### [To be done]
Can you extract every line of the listing below verbatim, leaving the pictures out?

### [Data items]
+===+

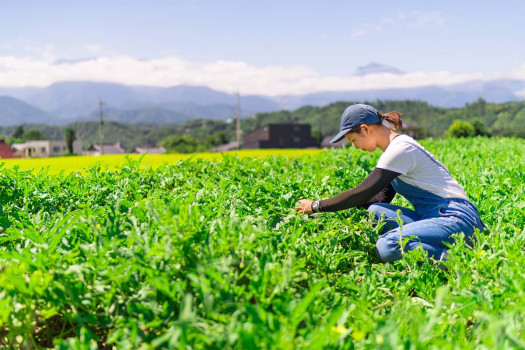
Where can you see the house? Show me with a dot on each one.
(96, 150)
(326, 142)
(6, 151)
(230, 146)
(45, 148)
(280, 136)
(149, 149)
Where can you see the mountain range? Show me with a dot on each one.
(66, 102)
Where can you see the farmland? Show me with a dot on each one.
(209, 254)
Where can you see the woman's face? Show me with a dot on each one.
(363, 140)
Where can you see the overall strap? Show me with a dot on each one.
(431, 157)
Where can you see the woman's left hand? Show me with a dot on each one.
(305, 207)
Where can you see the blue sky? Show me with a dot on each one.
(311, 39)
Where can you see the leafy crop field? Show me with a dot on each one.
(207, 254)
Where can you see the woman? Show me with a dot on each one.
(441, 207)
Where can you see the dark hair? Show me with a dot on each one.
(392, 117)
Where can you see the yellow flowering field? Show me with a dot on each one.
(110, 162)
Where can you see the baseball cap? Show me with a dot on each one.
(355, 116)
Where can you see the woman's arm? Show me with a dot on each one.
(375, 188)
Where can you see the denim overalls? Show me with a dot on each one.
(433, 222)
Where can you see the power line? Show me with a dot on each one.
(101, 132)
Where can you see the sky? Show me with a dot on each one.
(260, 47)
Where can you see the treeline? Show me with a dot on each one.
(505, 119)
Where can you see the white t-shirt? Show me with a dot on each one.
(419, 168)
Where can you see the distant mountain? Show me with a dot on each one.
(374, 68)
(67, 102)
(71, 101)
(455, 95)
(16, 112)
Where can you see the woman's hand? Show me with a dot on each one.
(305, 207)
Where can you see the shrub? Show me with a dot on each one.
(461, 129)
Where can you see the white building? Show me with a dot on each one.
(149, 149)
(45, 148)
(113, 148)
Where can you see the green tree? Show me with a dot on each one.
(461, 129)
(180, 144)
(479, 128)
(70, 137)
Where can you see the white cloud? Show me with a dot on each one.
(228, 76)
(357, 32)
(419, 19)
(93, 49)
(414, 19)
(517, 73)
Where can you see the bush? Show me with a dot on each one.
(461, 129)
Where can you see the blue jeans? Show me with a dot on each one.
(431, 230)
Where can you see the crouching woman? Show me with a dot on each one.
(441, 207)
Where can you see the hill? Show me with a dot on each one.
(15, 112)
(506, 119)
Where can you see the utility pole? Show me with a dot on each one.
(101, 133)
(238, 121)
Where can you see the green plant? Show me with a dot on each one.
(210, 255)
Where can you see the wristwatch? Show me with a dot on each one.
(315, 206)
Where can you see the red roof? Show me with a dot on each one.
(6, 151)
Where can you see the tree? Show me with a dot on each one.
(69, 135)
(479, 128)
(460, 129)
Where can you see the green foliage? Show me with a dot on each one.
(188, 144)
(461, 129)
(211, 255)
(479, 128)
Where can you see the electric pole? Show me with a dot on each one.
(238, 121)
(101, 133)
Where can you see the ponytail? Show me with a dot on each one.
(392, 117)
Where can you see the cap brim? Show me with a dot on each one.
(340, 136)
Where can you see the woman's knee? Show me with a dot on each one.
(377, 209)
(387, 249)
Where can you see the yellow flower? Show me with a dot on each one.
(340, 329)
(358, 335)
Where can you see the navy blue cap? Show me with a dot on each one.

+===+

### [Answer to the task]
Where can you see the house? Show me with a dot on each one.
(96, 150)
(326, 142)
(6, 151)
(230, 146)
(45, 148)
(280, 136)
(149, 149)
Where can you see the mountain range? Show me with a dot on each one.
(66, 102)
Where can you see the farmland? Show me with a dot on each one.
(209, 254)
Where can you see the woman's face? Show me with a dot on each one.
(363, 140)
Where can you see the overall strap? Show me with a dot on each one.
(431, 157)
Where can you see the woman's left hand? Show me with a dot on each one.
(305, 207)
Where can you see the blue sky? Show me with a dot on each one.
(311, 39)
Where can you see the leafy crop field? Show me with a dot on each one.
(207, 254)
Where can you see the woman? Show me with a dot on each one.
(441, 207)
Where can you see the dark hair? Show me with a dot on each one.
(392, 117)
Where can you see the yellow flowering field? Show me with a dot on each one.
(110, 162)
Where can you see the baseball cap? Show me with a dot on each one.
(355, 116)
Where can you see the woman's arm? Show me with a dot on each one.
(375, 188)
Where can you see the denim overalls? Show me with a dot on each one.
(433, 222)
Where can you see the power line? Show me with a dot on each one.
(101, 132)
Where can you see the sky? Show me with a dot on each one.
(260, 47)
Where can you see the treeline? Show me with a dot on each one.
(505, 119)
Where can you see the white t-shirt? Show me with a dot on each one.
(419, 168)
Where can you see the distant mountain? Show me with a dot on each one.
(374, 68)
(67, 102)
(71, 101)
(455, 95)
(16, 112)
Where can you see the woman's hand? Show me with a dot on each one.
(305, 207)
Where can you see the shrub? Show me with a dot on each one.
(461, 129)
Where can you see the white building? Show me with a dot on each one.
(149, 149)
(45, 148)
(113, 148)
Where can you see the green tree? Show me with a dot on each one.
(461, 129)
(180, 144)
(479, 128)
(70, 137)
Where can you see the white cloud? Show me with a dot on each one.
(228, 76)
(357, 32)
(419, 19)
(93, 49)
(414, 19)
(517, 73)
Where can you see the bush? Show me with a dot on each one.
(461, 129)
Where can you see the blue jeans? Show me with a dot on each one.
(431, 230)
Where can you see the crouching woman? Show me with a dot on each one.
(441, 207)
Where can you see the hill? Show me with a dot on each one.
(15, 112)
(506, 119)
Where can you see the utility pole? Show me with a dot on each one.
(101, 133)
(238, 121)
Where can you see the green plant? Show me with a dot on each one.
(210, 255)
Where can you see the wristwatch? Show me with a dot on each one.
(315, 206)
Where can you see the red roof? Show me with a dot on each one.
(6, 151)
Where can you see the tree? Show me with a dot on each one.
(69, 135)
(479, 128)
(460, 129)
Where can you see the green foliage? Show me with a dot on each one.
(188, 144)
(461, 129)
(211, 255)
(479, 128)
Where can you see the electric pole? Show me with a dot on each one.
(238, 121)
(101, 133)
Where can you see the ponytail? Show me with a dot on each one.
(392, 117)
Where can you see the cap brim? Show me with a dot on each one.
(340, 136)
Where can you see the woman's knee? Show me with a dot on each one.
(377, 209)
(387, 249)
Where can you see the yellow flower? Show me with a dot on each one.
(340, 329)
(358, 335)
Where can you see the navy blue cap? Show me with a dot on each one.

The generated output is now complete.